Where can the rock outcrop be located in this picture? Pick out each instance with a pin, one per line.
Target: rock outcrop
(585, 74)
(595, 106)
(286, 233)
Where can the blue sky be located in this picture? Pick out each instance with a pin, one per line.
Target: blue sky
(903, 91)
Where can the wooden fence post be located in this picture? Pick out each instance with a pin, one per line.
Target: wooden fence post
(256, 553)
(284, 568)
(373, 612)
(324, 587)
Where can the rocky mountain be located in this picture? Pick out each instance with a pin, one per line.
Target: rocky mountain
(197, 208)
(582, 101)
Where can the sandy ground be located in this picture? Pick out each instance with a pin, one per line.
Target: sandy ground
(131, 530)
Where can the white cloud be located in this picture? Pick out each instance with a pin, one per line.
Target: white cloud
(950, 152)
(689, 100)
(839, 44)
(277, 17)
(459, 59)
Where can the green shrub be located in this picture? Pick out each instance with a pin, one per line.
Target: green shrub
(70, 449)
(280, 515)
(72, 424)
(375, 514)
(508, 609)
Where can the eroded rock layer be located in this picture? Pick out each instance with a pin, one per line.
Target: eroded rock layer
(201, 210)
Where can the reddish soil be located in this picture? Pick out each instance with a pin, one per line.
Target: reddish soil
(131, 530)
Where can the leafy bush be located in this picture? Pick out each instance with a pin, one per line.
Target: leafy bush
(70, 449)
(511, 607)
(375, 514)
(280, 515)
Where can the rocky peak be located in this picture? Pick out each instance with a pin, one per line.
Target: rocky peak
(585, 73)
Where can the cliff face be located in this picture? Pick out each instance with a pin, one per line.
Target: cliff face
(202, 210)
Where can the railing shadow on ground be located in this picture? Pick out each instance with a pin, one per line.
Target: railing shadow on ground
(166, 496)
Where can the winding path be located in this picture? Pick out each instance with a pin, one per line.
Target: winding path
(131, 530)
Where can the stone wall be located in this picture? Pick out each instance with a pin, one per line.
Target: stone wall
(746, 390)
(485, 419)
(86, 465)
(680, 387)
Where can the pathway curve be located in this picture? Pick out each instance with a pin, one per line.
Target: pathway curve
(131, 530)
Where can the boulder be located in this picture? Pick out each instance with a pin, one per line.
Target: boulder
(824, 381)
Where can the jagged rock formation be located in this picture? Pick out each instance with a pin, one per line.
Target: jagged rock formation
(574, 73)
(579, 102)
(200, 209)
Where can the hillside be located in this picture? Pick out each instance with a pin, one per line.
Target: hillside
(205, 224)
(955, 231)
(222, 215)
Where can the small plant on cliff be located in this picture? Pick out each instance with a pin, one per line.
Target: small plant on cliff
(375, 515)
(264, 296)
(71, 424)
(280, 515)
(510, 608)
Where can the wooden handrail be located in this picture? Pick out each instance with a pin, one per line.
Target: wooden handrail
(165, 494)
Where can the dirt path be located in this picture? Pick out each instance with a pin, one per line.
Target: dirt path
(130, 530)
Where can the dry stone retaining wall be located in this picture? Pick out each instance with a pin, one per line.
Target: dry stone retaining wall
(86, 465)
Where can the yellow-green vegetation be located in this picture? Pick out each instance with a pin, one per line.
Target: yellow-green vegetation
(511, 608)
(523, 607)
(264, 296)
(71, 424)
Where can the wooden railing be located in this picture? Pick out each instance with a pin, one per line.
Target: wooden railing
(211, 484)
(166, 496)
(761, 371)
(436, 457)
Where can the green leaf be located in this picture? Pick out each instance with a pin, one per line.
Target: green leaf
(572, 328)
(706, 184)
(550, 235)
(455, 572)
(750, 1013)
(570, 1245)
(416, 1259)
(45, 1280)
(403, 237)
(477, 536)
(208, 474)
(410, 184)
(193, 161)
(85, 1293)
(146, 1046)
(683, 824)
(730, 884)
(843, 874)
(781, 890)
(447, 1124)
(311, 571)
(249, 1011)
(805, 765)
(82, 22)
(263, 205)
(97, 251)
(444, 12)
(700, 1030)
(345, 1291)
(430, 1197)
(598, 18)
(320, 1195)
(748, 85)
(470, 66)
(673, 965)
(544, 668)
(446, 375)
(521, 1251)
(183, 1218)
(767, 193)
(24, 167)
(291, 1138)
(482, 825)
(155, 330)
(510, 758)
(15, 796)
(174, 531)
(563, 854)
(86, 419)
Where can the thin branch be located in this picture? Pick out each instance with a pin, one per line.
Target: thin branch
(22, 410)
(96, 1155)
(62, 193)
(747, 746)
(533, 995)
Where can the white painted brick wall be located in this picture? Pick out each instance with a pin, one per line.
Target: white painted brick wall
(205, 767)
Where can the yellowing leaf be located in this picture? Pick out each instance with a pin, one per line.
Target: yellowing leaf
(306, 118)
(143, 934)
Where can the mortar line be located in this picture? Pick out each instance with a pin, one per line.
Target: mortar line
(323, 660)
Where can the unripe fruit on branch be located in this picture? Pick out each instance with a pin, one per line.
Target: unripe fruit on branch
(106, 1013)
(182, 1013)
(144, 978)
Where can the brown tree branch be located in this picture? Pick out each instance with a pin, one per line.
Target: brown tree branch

# [Your task]
The whole listing above needs to be written out again exactly.

# [Reply]
Where can the rock outcrop be located in this picture? Pick out each instance with a pin, one per line.
Target: rock outcrop
(585, 74)
(595, 106)
(286, 233)
Where can the blue sky be located in this picture? Pick out each instance with a pin, one per line.
Target: blue sky
(903, 91)
Where can the wooden fence post be located in this picture? Pick out each instance with a pin, one per line.
Target: wooden fence post
(256, 553)
(284, 568)
(373, 612)
(324, 587)
Where can the rocky mountain be located in this picture? Pick out each instance with a pin, one per line.
Target: rocky mountain
(197, 208)
(582, 101)
Where can the sandy ground be located in this picture? Pick out each instance with a pin, one per line.
Target: sandy ground
(131, 530)
Where can the white cloud be located in this picture? Pick out each instance with a pin, one per line.
Target: white cloud
(950, 152)
(689, 100)
(839, 44)
(277, 17)
(459, 59)
Where can the green shrub be located in this picture? Pick out each instance with a pin, one per line.
Target: green shrub
(70, 449)
(280, 515)
(72, 424)
(375, 514)
(508, 609)
Where can the eroded rock layer be located in this picture? Pick out each instance with a pin, one per line.
Target: eroded rock layer
(201, 210)
Where can the reddish soil be located in this picture? Pick out each instance with a pin, one per line.
Target: reddish soil
(131, 530)
Where can the leafy bush be located in this picture? Pick out each instance with a pin, one per line.
Target: leafy bush
(70, 449)
(511, 607)
(375, 514)
(280, 515)
Where can the rocky peak be located in this picture? Pick out each instance with a pin, one per line.
Target: rocky peak
(585, 73)
Where can the cliff face be located in this picture? Pick out each instance with a pin, one per line.
Target: cliff face
(202, 210)
Where can the railing shadow on ground be located in this picture? Pick out each instance with a pin, one per line.
Target: railing shadow on ground
(166, 496)
Where can the winding path be located in this picture? Pick out each instance with a pin, one per line.
Target: winding path
(131, 530)
Where can the stone wall be located in this picture? Pick out each instance with a pin, one per line.
Target: stone wall
(746, 390)
(485, 419)
(86, 465)
(680, 387)
Where can the pathway curve be located in this picture? Pick out each instance with a pin, one per line.
Target: pathway curve
(131, 530)
Where can the boulder be located in this picture? Pick out each instance with a pin, one per line.
Target: boulder
(824, 381)
Where can the jagged rock formation be located in this picture? Pick out each instance with a pin, one per line.
Target: jagged rock formation
(574, 73)
(579, 102)
(200, 209)
Where can the hillside be located in this picture? Pick out each instance with a pin, one per line.
Target: hillside
(205, 224)
(955, 231)
(222, 215)
Where can the small plant on cliff be located in this picture? Pick out each instance with a pin, one per line.
Target: small plant on cliff
(375, 515)
(264, 296)
(71, 424)
(280, 515)
(510, 608)
Where can the wooden handrail be located in this picture? Pick out each instance with a pin, one per line.
Target: wooden handrail
(165, 494)
Where can the dirt path be located in this picture? Pick out each instance with a pin, one per line.
Target: dirt path
(130, 530)
Where can the dry stone retaining wall be located in this picture? Pick out each instance with a pin, one per line.
Target: dry stone retaining wall
(86, 465)
Where can the yellow-green vegetation be located in this picture? Pick out each instance with a pin, one per line.
Target: yellow-green vegetation
(511, 608)
(523, 607)
(264, 296)
(71, 424)
Where can the wooden railing be located in this picture? Pick out each instance with a pin, one per line.
Target: wooden railing
(211, 484)
(166, 496)
(761, 371)
(436, 457)
Where can the green leaf be located in this picture? Pick out each instance with a pin, one per line.
Target: green leaf
(572, 328)
(706, 184)
(550, 235)
(455, 572)
(750, 1013)
(570, 1245)
(416, 1259)
(45, 1280)
(403, 237)
(477, 536)
(208, 474)
(410, 184)
(193, 161)
(85, 1293)
(146, 1046)
(683, 824)
(730, 884)
(843, 874)
(781, 890)
(447, 1124)
(311, 571)
(249, 1011)
(805, 765)
(82, 22)
(263, 205)
(97, 251)
(444, 12)
(700, 1030)
(345, 1291)
(430, 1197)
(598, 18)
(320, 1195)
(748, 85)
(470, 66)
(673, 965)
(544, 668)
(446, 375)
(521, 1251)
(183, 1218)
(767, 193)
(24, 167)
(291, 1138)
(482, 825)
(155, 330)
(510, 758)
(15, 796)
(174, 531)
(563, 854)
(86, 419)
Where can the thin branch be located in this picture? Pick out each instance with a pin, one per line.
Target: thin branch
(22, 410)
(96, 1155)
(62, 193)
(747, 746)
(533, 995)
Where can the white painted brick wall be located in this picture? Pick out each instance with a pin, one per line.
Target: white painted brick wall
(205, 767)
Where can the yellowing leaf be located in this picture? Pick out each instance with a pin, one per line.
Target: yellowing leaf
(306, 118)
(143, 934)
Where can the mortar line be located in this picture? Pick out each instance with a pin, one per line.
Target: mortar line
(323, 660)
Where can the unripe fruit on branch be located in this picture? Pick out each instance with a pin, one per line.
Target: unripe fruit on branch
(106, 1013)
(182, 1013)
(144, 978)
Where can the brown tree branch be located in this picture? Pick out each instance with a pin, one per line.
Target: brown tree branch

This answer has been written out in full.